#### [STUDY MATERIAL]
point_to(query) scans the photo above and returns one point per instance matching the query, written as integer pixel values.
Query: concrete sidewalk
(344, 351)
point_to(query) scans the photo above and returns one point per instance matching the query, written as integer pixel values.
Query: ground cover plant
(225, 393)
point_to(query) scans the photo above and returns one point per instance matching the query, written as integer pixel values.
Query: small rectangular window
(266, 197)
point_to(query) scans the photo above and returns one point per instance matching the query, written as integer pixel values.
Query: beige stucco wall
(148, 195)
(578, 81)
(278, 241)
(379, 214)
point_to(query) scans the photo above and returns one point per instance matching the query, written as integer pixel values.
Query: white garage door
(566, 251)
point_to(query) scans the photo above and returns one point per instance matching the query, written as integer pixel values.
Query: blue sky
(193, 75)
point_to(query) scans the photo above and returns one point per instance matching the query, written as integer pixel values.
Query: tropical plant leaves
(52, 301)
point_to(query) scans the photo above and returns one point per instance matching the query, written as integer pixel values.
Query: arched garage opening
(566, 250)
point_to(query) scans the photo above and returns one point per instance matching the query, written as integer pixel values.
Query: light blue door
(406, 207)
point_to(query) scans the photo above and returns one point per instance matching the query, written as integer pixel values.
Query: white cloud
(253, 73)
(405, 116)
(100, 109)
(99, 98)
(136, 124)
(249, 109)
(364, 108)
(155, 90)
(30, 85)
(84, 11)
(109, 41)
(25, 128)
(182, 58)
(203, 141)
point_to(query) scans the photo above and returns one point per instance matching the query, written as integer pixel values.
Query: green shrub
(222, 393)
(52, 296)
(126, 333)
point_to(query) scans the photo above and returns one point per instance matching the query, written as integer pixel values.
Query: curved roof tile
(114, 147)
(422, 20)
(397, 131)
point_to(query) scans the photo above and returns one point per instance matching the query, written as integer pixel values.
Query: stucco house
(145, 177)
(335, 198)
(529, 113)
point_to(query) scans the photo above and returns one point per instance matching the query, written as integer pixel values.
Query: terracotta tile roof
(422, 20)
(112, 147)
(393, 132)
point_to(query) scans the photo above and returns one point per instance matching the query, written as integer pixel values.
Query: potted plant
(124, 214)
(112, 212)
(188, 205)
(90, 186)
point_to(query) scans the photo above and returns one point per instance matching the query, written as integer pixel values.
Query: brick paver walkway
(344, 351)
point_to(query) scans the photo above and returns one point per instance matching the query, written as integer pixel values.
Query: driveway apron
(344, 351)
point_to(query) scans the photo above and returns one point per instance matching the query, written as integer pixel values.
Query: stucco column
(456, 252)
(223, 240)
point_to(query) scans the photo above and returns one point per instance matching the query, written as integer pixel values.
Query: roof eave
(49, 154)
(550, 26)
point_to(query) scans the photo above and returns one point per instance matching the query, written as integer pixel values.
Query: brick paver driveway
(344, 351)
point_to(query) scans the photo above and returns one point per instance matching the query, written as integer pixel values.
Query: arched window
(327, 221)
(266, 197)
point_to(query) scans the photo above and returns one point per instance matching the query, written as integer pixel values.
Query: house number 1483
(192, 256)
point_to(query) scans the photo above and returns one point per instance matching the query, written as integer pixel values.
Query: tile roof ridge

#### [WHAT YOU NEED TO DO]
Once you have read the entries above, copy them out exactly as they were given.

#### [ANSWER TO THIS TASK]
point_to(query) scans the photo above and returns one point per instance matching the query, written as integer pixel values.
Query: concrete sidewalk
(344, 351)
point_to(query) scans the photo above and returns one point per instance matching the query, written as integer pixel values.
Query: ground cover plant
(225, 393)
point_to(query) scans the photo above and returns one point per instance matching the query, written as integer pixel values.
Query: small rectangular window
(266, 197)
point_to(query) scans the photo above and returns one point per instance matching the query, written as integer pixel values.
Query: beige stucco wall
(148, 195)
(578, 81)
(278, 241)
(379, 214)
point_to(query) scans the photo above and returns one point per instance matching the query, written as integer pixel values.
Query: white garage door
(566, 251)
point_to(query) scans the photo above and returns one point per instance matching the query, written as integer pixel values.
Query: blue sky
(193, 75)
point_to(query) scans the photo above and returns one point per instance matching the query, written as integer pixel values.
Query: tropical plant leaves
(52, 301)
point_to(query) scans the photo above and returns one point per instance matching the query, written as integer pixel values.
Query: arched garage opening
(566, 250)
point_to(query) scans the photo above and returns one point per instance matching the query, written as integer pixel values.
Query: light blue door
(406, 207)
point_to(query) scans the photo above and returns one point per instance matching the query, written as integer pixel values.
Query: white cloud
(253, 73)
(405, 116)
(100, 109)
(99, 98)
(136, 124)
(249, 109)
(364, 108)
(155, 90)
(30, 85)
(84, 11)
(109, 41)
(25, 128)
(182, 58)
(203, 141)
point_to(query) scans the photo above and returns one point per instance matching the query, written as integer pixel values.
Query: green shrub
(222, 393)
(52, 296)
(126, 333)
point_to(query) scans the photo above and returns one point per instance matching the query, written as integer pixel values.
Query: curved roof tile
(114, 147)
(422, 20)
(397, 131)
point_to(query) scans the photo above and returns one point per instance matching the query, written as integer pixel values.
Query: stucco house
(145, 177)
(335, 198)
(529, 113)
point_to(query) scans the photo above and returns one point per instance matching the query, written as integer pixel values.
Query: terracotta tile roof
(422, 20)
(112, 147)
(393, 132)
point_to(query) scans the photo above and returns one point per instance matching the query, written as integer pixel values.
Query: potted plant
(124, 214)
(112, 212)
(188, 205)
(90, 186)
point_to(query) scans the photo above and returns one point per instance matching the query, written as integer pixel values.
Query: brick paver walkway
(344, 351)
point_to(query) scans the photo above and returns one point per instance matching the query, written as integer pixel values.
Query: driveway apron
(344, 351)
point_to(query) scans the photo above and returns one point per instance matching the query, written as integer pixel values.
Query: stucco column
(456, 252)
(223, 240)
point_to(query) scans the photo above and returns one point per instance matching the query, written as integer pixel values.
Query: roof eave
(49, 154)
(550, 26)
point_to(query) scans the photo above and returns one point per instance matching the query, written as integer pixel values.
Query: brick paver driveway
(344, 351)
point_to(query) scans the photo above and returns one point per instance matching the query, written as integer pixel values.
Query: arched window
(327, 221)
(266, 197)
point_to(query) scans the photo above and returns one point per instance matching the query, written as integer pixel values.
Query: house number 1483
(192, 256)
point_to(query) scans the photo above and returns one point per instance matching the query, written as integer pixel values.
Query: tile roof ridge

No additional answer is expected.